◆ Task to complete ◆
Transcribe, exactly as they appear, only the lines from the one holding "locate carpeted floor, a point per instance." through the end of the entries below.

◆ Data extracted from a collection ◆
--- begin ---
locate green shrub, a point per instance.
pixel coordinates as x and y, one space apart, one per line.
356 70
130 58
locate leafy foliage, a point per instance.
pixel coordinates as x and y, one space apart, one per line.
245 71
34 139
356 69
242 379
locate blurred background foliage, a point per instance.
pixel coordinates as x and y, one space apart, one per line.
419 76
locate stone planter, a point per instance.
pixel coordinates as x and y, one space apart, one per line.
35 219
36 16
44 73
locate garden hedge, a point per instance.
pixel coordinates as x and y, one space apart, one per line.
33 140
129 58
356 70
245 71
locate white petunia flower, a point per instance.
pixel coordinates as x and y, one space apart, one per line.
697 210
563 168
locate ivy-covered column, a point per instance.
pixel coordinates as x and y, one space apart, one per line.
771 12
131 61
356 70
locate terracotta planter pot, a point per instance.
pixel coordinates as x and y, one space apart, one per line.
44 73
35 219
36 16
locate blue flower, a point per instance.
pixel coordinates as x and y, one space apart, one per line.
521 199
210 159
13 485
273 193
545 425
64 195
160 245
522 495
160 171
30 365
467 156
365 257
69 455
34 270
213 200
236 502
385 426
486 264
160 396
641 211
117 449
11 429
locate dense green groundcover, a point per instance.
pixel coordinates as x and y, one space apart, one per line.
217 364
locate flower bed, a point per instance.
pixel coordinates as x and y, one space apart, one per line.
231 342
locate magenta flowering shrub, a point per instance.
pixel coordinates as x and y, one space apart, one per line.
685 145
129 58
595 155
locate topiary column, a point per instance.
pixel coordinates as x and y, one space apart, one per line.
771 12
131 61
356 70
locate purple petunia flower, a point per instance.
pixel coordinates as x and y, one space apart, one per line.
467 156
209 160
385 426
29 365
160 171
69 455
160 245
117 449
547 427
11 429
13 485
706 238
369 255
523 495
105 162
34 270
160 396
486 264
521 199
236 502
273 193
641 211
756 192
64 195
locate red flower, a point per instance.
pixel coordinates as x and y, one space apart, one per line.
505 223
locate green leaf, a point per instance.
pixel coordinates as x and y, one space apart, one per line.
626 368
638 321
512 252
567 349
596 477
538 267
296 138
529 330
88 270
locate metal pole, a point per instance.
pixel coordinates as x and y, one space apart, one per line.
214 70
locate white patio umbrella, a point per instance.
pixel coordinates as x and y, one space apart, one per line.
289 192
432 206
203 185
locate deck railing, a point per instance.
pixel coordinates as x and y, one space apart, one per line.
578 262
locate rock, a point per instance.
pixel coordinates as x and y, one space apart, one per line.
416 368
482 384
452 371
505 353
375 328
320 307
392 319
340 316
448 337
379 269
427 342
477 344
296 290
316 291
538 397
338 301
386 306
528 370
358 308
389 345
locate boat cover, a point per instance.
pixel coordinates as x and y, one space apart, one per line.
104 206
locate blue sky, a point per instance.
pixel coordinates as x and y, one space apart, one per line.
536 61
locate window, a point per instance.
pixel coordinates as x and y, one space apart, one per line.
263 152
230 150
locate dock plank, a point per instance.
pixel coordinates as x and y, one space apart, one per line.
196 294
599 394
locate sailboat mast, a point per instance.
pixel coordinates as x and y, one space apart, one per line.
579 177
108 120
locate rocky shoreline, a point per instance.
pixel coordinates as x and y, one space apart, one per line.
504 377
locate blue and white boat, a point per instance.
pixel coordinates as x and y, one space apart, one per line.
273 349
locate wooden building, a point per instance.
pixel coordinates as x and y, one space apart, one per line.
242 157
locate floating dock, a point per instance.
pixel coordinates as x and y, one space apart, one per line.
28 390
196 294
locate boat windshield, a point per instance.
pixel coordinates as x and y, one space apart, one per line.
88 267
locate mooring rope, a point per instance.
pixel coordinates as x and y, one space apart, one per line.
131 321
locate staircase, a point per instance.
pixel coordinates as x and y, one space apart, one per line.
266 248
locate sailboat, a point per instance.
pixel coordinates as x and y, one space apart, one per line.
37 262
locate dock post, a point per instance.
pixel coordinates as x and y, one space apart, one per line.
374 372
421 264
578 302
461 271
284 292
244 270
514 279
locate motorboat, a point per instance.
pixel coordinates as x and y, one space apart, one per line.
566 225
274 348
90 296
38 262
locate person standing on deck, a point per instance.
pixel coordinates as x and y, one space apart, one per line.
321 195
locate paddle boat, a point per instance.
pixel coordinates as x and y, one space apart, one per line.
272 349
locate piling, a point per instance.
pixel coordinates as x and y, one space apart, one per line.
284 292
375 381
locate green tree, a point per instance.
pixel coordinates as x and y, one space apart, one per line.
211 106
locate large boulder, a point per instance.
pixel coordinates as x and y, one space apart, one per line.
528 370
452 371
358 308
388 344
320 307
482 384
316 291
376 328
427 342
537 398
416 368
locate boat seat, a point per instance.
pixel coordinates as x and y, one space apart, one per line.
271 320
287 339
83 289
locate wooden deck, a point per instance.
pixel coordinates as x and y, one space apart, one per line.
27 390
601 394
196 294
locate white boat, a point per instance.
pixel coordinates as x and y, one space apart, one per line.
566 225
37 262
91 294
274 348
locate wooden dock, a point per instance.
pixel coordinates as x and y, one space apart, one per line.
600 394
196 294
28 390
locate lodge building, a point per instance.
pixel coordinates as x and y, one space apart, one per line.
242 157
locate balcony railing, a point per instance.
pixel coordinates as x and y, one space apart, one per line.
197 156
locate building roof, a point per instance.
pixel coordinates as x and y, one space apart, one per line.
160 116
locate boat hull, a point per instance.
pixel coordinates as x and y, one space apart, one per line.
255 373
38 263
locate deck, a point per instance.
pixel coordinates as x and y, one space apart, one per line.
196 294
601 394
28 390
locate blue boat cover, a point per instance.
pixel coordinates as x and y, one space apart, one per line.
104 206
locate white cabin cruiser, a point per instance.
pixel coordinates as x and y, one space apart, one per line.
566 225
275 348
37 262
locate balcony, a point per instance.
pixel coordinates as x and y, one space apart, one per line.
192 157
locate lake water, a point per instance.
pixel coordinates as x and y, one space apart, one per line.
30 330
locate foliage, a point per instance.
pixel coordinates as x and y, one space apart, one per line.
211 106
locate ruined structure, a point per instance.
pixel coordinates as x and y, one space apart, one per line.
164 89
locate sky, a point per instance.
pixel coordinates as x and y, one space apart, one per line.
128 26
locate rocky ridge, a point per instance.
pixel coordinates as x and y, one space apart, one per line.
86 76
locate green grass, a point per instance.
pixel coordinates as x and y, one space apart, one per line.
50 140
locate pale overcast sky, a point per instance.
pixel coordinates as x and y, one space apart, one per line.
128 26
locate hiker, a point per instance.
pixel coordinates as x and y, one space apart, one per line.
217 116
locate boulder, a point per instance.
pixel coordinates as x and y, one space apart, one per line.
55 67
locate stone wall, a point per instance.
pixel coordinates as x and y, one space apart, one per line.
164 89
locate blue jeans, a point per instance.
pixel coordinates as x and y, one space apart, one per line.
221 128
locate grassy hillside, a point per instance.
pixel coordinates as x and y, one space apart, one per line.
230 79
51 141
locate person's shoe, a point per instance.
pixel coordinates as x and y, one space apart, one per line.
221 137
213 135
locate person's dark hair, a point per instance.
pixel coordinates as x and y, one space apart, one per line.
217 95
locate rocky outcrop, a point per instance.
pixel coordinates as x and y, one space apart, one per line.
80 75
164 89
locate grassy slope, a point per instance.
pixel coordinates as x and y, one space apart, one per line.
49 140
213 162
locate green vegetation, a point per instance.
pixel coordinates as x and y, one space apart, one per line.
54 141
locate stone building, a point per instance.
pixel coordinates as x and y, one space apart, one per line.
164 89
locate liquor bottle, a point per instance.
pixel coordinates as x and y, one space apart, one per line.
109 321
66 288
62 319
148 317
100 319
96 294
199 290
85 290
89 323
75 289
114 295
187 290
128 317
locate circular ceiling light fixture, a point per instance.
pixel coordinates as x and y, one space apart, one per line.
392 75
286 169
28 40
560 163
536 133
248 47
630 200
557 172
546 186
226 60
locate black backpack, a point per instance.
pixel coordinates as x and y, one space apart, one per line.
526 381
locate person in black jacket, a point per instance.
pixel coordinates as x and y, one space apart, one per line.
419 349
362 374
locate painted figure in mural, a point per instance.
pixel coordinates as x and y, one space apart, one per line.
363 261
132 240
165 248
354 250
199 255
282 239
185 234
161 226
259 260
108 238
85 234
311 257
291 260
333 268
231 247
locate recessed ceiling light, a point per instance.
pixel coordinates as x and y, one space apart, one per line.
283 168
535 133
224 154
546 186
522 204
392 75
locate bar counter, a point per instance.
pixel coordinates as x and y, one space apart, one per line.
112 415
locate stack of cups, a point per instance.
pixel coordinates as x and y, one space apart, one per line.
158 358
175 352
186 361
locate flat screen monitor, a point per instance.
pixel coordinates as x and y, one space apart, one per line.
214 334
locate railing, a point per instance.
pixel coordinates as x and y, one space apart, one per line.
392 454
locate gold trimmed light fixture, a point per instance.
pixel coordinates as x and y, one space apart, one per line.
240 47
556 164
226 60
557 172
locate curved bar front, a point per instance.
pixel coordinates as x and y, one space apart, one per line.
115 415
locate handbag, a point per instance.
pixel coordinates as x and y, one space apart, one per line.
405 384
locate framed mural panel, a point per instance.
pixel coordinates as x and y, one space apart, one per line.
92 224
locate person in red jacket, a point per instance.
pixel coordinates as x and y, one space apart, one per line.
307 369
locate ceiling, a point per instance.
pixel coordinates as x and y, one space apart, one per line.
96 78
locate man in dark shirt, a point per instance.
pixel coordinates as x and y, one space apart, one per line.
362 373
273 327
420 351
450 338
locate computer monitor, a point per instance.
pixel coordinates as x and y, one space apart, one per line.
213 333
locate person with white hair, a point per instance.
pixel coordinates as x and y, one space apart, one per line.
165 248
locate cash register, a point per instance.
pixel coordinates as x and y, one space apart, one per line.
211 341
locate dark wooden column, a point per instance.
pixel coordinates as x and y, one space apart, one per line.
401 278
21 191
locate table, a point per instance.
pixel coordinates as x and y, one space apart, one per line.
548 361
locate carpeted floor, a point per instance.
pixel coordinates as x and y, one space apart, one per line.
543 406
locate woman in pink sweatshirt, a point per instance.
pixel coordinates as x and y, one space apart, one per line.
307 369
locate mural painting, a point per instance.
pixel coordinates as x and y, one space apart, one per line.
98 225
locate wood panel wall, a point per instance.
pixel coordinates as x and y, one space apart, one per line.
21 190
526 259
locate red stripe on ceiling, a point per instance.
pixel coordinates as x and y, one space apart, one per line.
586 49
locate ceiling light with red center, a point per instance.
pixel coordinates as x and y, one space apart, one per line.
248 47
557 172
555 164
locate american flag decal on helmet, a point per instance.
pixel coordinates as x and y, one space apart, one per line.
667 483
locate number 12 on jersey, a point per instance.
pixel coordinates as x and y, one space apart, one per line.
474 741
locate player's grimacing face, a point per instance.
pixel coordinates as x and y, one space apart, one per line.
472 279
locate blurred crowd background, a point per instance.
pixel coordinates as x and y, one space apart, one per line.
--- end ---
◆ Problem solution ◆
locate carpeted floor, a point per instance.
pixel coordinates as x and y, one space apart, one per line.
543 406
locate woman in pink sweatshirt, a point per instance.
pixel coordinates as x and y, one space apart, one per line.
307 369
locate mural painting, a point per instance.
pixel coordinates as x and y, one space apart, one per line.
98 225
locate wood panel wall, a point per instance.
pixel coordinates as x and y, one space apart, one per line.
21 190
526 259
locate red stripe on ceiling, a point per instance.
pixel coordinates as x and y, one space apart, one per line.
586 49
locate ceiling light with red center, a point per instance.
pixel coordinates as x and y, one space apart, one per line.
248 47
557 172
555 164
locate american flag decal on helmet, a point per instance.
pixel coordinates as x and y, one space apart, one per line.
667 483
locate number 12 on jersey, a point per instance.
pixel coordinates as x and y, one space apart, one per line.
474 741
locate player's grimacing face, a point per instance.
pixel coordinates as x and y, one space apart, one per line.
472 279
locate blurred crowd background, a point per instance.
pixel coordinates as x and y, one space apart, one per line.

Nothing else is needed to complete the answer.